= What is required =
Format as a JSON list of strings the lines below from the one containing "If you could place a marker on the flagpole" through the end of the records, inclusive, with one string per line and blank lines omitted.

(Object position labeling lines)
:::::

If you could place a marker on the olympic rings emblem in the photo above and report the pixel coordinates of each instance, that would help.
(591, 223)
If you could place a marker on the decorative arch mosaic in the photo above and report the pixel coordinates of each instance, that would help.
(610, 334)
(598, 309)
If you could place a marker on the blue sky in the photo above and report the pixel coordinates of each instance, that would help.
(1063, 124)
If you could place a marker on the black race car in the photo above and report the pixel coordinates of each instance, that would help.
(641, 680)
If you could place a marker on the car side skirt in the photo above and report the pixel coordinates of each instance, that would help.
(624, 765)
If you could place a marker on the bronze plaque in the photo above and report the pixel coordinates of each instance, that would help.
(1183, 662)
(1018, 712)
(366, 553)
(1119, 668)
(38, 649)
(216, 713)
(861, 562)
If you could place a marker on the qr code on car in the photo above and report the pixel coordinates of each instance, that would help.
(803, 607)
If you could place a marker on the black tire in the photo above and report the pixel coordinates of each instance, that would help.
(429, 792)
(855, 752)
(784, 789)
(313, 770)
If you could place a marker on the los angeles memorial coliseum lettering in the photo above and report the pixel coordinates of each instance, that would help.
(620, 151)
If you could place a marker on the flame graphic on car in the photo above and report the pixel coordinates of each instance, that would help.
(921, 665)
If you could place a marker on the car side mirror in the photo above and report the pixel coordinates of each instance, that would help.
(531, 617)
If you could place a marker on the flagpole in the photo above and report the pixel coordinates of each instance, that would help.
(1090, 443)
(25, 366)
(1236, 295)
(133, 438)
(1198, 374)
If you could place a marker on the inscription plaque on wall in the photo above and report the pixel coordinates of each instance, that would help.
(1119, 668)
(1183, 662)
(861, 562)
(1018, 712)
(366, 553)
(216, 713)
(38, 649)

:::::

= Problem solution =
[
  "If you could place a marker on the flagpole in the photo above and report the pixel coordinates of each instance, that would help.",
  "(1090, 443)",
  "(25, 366)",
  "(1236, 295)",
  "(133, 438)",
  "(1198, 374)",
  "If you could place a marker on the inscription plaque on wall in the photo above and report the pixel coordinates of each instance, that would help.",
  "(1119, 668)",
  "(1183, 662)",
  "(861, 562)",
  "(1018, 712)",
  "(366, 553)",
  "(216, 713)",
  "(38, 649)"
]